Could you convert all the entries below into a numbered list, one line per item, with blank lines left out?

(Data records)
◆ ◆ ◆ ◆

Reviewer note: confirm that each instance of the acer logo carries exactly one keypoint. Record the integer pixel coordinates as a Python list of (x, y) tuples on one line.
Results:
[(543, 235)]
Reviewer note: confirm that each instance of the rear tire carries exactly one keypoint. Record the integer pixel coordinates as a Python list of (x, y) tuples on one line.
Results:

◆ ◆ ◆ ◆

EXPECTED ANSWER ->
1. Reviewer note: confirm that each instance of the acer logo carries exactly one keypoint. Record the integer pixel coordinates as a Python list of (x, y) tuples on one line.
2. Results:
3. [(543, 235)]
4. Reviewer note: confirm that each instance of the rear tire carries exactly one keypoint. Record the integer pixel coordinates as a Python list of (x, y) tuples on one line.
5. Results:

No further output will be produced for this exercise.